Work request 1. List every product or item of clothing that the post about the Nap Nanny delivery mentions, in the post's own wording.
Work request 2.
Based on the post about the Nap Nanny delivery, say whether each statement agrees with the post. Support each answer with a quote.
(a) The packages arrived in the morning.
(b) The writer opened the smaller package first.
(c) A nurse suggested getting the belly cincher.
Work request 3. In the post about the Nap Nanny delivery, what price did the writer find on Amazon?
-- Text provided follows --
Around 7pm last night the UPS man (my personal Santa) threw packages over the front gate. With all the excitement of a 5 year old on Christmas morning, I rushed out into the front yard to see what arrived.
I was expecting a blue Nap Nanny that I had ordered a while back for Quilla. She seems to have reflux, and I thought this sort of baby recliner would be great for her so that she wouldn’t be flat on her back as often when napping. I got a really great deal on it too! I found it on Amazon for only 49.99! Normally, they go for $135 or more, so I was really pleased with my purchase.
I was also expecting a postpartum belly cincher contraption thingy that a nurse at the hospital where I had Quilla told me I should get because it would help me to get back my model figure by Christmas. Yay!
As I scrambled out into the dark I found 2 packages. The first one was definitely my new postpartum belly cincher contraption thingy. Skinny jeans, here I come! Yippy!
The second one was WAY too small to be the Nap Nanny, so I thought: “oh, how exciting! Something I forgot I ordered!” I love surprises.
I decided to open the small mysterious package first. Guess what it was? The Nap Nanny …. COVER!!!!! No! That’s why it was so cheap. I didn’t buy the Nap Nanny …. I bought the Nap Nanny COVER. Crap. I should’ve known that a “deal” like that was too good to be true!
-- Text provided concluded --
-- Given material follows --
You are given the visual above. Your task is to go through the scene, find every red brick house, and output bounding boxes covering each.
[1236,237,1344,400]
-- Given material concluded --
Answer 1.
- Blue Nap Nanny (a baby recliner)
- Postpartum belly cincher contraption thingy
- Skinny jeans
- Nap Nanny cover

Answer 2.
(a) No: "Around 7pm last night the UPS man (my personal Santa) threw packages over the front gate."
(b) Yes: "I decided to open the small mysterious package first."
(c) Yes: "a nurse at the hospital where I had Quilla told me I should get"

Answer 3. 49.99